• Passage fourni:
----

L’actuelle crise au Sahel n’a pas constitué pour vous une surprise ?
O.D.S. : Non,  elle était prévisible. On savait depuis octobre 2009 qu’en raison de la sécheresse les récoltes de mil, sorgho ou maïs avaient été mauvaises. Les revenus des petits agriculteurs ont été amputés. De même les éleveurs n’arrivaient plus à nourrir leur cheptel et ont été contraints de dilapider leur capital. Les gouvernements, eux, ont tardé à réagir. Au Niger, le président Mamadou Tandja a même délibérément fermé les yeux sur les risques de famine, avant d’être déposé par un putsch militaire le 18 février 2010.

Pourquoi une telle impréparation face aux aléas climatiques ?
Cette situation n’est pas propre au Sahel. Je reviens d’une mission en Syrie. Ce pays a connu quatre sécheresses successives depuis 2006 dont les effets auraient pu être atténués. D’une manière générale, il faut que les dirigeants se convainquent que les dérèglements climatiques sont appelés à se répéter et qu’il y ait une meilleure coordination des acteurs de terrain. Mais l’agriculture doit aussi évoluer : vulgarisation des techniques de collecte de l’eau de pluie, cultures moins gourmandes en eau ou capables de composer avec la salinisation des sols.

Au Tchad, le Programme alimentaire mondial (PAM) a dû, faute de ressources, limiter, son aide d’urgence aux familles ayant des enfants de moins de deux ans…
C’est une véritable honte pour la communauté internationale. Tout se passe comme si l’on attendait que l’incendie se déclare pour se mettre à la recherche de pompiers. J’ai proposé, il y a déjà plusieurs mois, que le PAM dispose d’une réserve stratégique qui lui permette de nourrir toutes les populations en détresse. J’ai également plaidé en faveur d’une réforme de la Convention sur l’aide alimentaire. L’aide ne doit pas être dépendante de la bonne volonté des donateurs internationaux, voire de leurs préoccupations politiques et commerciales.

Quelles sont les causes des émeutes contre la vie chère qui ont éclaté début septembre au Mozambique ?
Pendant des années, le FMI et la Banque mondiale ont poussé le Mozambique à se spécialiser dans les cultures d’exportation : noix de cajou ou canne à sucre. Du coup, le pays devait tabler sur les importations pour se nourrir. La taxe sur le blé importé a été réduite à 2,5 % et les paysans qui se consacraient aux cultures vivrières, incapables de rivaliser avec ces importations à bas prix, se sont découragés. Aujourd’hui, le Mozambique paie les conséquences de ce choix dangereux. Il est doublement vulnérable. Il s’expose d’abord aux variations des taux de change. Lors des douze derniers mois, le metical, monnaie mozambicaine, s’est dévalué de 43 % par rapport au rand sud-africain (pays d’où provient l’essentiel du blé du Mozambique, dont les importations globales de blé correspondent à environ 300 000 tonnes par an). Il est aussi dépendant des fluctuations des cours des denrées de base sur les marchés. Quand les cours grimpent, la facture explose. D’autant que les prix du fret, indexés sur ceux du pétrole, sont eux aussi orientés à la hausse.

----

• Consignes de travail:
**A)** D'après le passage sur la crise alimentaire, de quel pourcentage le metical s'est-il déprécié face au rand sud-africain au cours des douze derniers mois ?
**B)** Prolongez le passage sur la crise alimentaire en reprenant juste après sa dernière phrase.

Éléments du jeu de données
----

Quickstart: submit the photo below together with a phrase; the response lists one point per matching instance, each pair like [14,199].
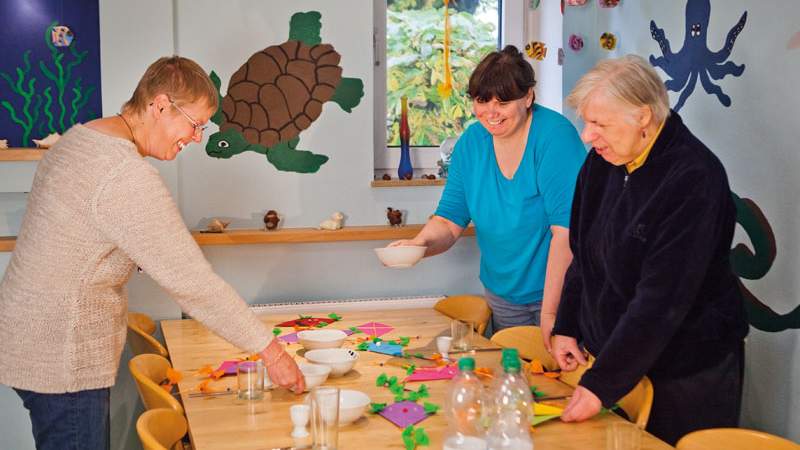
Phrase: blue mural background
[74,92]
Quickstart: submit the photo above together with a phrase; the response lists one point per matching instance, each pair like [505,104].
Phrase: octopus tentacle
[712,88]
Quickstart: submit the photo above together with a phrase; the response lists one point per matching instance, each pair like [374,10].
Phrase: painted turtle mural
[279,92]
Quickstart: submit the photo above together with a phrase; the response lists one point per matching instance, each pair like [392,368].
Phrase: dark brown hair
[503,74]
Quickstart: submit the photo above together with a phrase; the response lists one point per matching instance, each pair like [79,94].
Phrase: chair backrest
[161,429]
[734,439]
[148,370]
[140,335]
[468,308]
[528,341]
[638,402]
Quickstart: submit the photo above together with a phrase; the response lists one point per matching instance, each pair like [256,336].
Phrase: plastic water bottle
[463,405]
[511,408]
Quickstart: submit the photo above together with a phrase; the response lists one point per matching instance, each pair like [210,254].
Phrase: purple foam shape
[404,413]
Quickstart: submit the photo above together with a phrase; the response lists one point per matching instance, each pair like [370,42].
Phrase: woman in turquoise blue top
[513,175]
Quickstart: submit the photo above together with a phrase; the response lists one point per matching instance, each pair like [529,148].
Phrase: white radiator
[350,304]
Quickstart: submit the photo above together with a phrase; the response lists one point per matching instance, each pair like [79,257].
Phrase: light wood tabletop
[223,422]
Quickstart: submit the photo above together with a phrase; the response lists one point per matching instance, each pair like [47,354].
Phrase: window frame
[386,158]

----

• Résultats de l'exercice:
**A)** De 43 %.

**B)**
Cette vulnérabilité risque de s’accroître avec les projets en vogue de production d’éthanol et de biodiesel…
En effet. Lors de sa réunion annuelle, le 25 avril 2010, la Banque mondiale a présenté une étude montrant que sur l’ensemble des projets d’investissements donnant lieu à des achats de terres dans les pays du Sud, 35 % étaient destinés à la production d’agrocarburants. C’est considérable.
Nous nous sommes battus pendant des années pour que les investisseurs s’intéressent au secteur agricole des pays en développement. Mais à présent qu’ils le font, ce n’est pas pour aider les petits paysans à moderniser leur exploitation, mais pour orienter les productions locales vers les marchés internationaux. Et même, si ces projets respectent quelques conditions sociales ou environnementales, le résultat, in fine, sera d’accroître la marginalisation des petits producteurs.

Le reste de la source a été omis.